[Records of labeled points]

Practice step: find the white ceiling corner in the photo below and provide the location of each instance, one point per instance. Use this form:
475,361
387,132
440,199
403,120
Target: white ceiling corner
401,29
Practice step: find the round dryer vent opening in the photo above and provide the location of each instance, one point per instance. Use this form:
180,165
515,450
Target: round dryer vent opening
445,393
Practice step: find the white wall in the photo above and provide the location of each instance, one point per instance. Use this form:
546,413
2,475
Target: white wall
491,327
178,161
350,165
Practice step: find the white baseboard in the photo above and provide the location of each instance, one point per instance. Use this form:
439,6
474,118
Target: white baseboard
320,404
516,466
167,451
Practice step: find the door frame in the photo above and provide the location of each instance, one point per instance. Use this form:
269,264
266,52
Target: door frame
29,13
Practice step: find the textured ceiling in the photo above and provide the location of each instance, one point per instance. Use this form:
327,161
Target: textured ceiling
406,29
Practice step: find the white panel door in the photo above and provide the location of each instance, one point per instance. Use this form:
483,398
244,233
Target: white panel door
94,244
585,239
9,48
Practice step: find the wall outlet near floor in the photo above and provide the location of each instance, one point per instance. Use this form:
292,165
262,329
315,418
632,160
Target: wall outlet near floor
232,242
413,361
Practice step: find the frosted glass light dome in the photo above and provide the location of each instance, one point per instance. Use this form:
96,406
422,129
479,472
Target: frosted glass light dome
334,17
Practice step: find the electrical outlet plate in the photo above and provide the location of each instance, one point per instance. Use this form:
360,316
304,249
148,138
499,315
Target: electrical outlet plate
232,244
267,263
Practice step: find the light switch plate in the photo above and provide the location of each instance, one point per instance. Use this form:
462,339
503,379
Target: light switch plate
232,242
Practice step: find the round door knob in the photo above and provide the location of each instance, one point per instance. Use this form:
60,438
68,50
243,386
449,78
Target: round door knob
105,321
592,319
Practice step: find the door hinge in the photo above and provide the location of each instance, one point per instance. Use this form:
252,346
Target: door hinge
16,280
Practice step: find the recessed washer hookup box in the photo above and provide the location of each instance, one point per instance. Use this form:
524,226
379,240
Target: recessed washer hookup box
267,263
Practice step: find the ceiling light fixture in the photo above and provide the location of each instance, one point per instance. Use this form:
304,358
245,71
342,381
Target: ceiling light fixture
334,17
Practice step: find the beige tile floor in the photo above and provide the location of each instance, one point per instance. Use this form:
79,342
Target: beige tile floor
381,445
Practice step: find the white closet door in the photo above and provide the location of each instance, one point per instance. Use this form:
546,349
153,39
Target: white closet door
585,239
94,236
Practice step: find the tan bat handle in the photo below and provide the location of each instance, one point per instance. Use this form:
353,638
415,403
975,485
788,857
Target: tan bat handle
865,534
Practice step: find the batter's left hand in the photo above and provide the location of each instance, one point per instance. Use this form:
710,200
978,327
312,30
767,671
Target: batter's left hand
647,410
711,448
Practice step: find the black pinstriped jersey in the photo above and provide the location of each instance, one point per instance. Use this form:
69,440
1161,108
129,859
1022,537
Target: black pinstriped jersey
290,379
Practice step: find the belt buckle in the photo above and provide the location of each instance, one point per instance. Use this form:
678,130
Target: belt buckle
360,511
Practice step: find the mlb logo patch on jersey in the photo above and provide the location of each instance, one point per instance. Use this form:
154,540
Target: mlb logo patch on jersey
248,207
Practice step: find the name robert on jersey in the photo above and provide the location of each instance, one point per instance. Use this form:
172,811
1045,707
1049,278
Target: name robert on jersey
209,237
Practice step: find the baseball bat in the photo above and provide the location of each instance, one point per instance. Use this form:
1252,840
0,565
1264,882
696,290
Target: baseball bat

* Problem description:
Reproduce every line of the material above word for word, without altering anything.

* Exercise output:
Practice step: find the white ceiling corner in the photo below and provide the location of each instance, one point per instance. Use this form:
475,361
387,132
440,199
403,120
Target: white ceiling corner
401,29
Practice step: find the round dryer vent opening in the photo above and provide the location of each instance, one point per instance. Use this form:
180,165
515,450
Target: round dryer vent opening
445,393
Practice step: find the white wall in the photo above and provide the location of each instance, one point per instance. Use this form:
546,413
2,475
Target: white wall
491,327
178,161
350,165
Practice step: find the white baseboard in the photo above and provide the location of each instance, one point per instance. Use this form:
439,6
474,118
Target: white baseboard
320,404
516,466
167,451
Practice step: find the door frame in the photo above and provide the location of each instance, one point per instance. Use this form:
269,264
266,52
Target: door frame
29,13
Practice step: find the textured ceiling in the photo above and provide the location of each instance, one point per instance. Use this form:
327,161
Target: textured ceiling
406,29
Practice step: find the white panel door in the photo above and provide the location of each instance, one point per instance. Use this form:
483,398
244,233
Target: white panel door
94,244
585,239
9,48
Practice step: find the wall outlet near floor in the photo above and provide the location of each instance, one point per instance. Use this form:
292,165
262,329
315,418
632,160
Target: wall outlet near floor
232,242
413,361
Practice step: find the frosted glass light dome in the photo above and provide the location of each instance, one point per instance. Use this form:
96,406
422,129
479,472
Target: frosted glass light dome
334,17
Practice step: find the electrical outlet plate in the photo above and provide the location of each instance, one point per instance. Use this form:
360,316
304,249
148,138
499,315
Target: electrical outlet plate
232,244
267,263
Practice step: find the light switch plate in the photo above and provide the location of each instance, one point per instance. Use this form:
462,339
503,379
Target: light switch plate
232,242
Practice step: find the round door knob in the photo above and provide the location of each instance, one point per instance. Use this form:
60,438
68,50
243,386
449,78
Target: round door knob
105,321
592,319
Practice step: find the door hinge in the photo above and provide the location of each instance, one point per instance. Use this form:
252,346
Target: door hinge
16,280
Practice step: find the recessed washer hookup box in the photo above and provide the location of each instance, one point per instance. Use this form:
524,226
379,240
Target: recessed washer hookup box
267,263
Practice step: find the ceiling light fixture in the photo above and provide the location of each instance, one point per instance. Use this form:
304,358
245,71
342,381
Target: ceiling light fixture
334,17
Practice step: find the beige tile floor in the photo above and provide the location of each instance, one point per instance. Use this form:
79,342
Target: beige tile floor
381,445
Practice step: find the white closet door in the photo above and provide the location of each instance, one point per instance. Use this form:
546,349
153,39
Target: white closet door
585,239
94,236
Practice step: find the tan bat handle in the photo below and provide the location of each instance, one point per instance. Use this form:
353,638
415,403
975,485
788,857
Target: tan bat handle
865,534
Practice step: find the batter's left hand in the photo above and provide the location of each instance, one point per instance. Use this form:
710,200
978,327
312,30
767,671
Target: batter's left hand
647,410
711,448
Practice step: find the black pinstriped jersey in the photo above and provide the location of each instance, one point per instance. Use this form:
69,440
1161,108
129,859
1022,537
Target: black pinstriped jersey
290,379
Practice step: find the belt buckle in the photo above and provide the location of each instance, one point per instance. Use this form:
678,130
Target: belt buckle
360,511
Practice step: find the mlb logo patch on jersey in the photo above and provide the location of each instance, one point per instance. Use this form:
154,540
Target: mlb logo patch on jersey
248,207
Practice step: find the name robert on jersey in the photo above and provide the location of each instance, one point per instance. Use this form:
172,811
1045,707
1049,278
Target: name robert on jersey
209,237
Practice step: find the baseball bat in the photo above and provide the location of each instance, one point per instance. Use this form:
1252,840
0,565
1264,882
696,290
Target: baseball bat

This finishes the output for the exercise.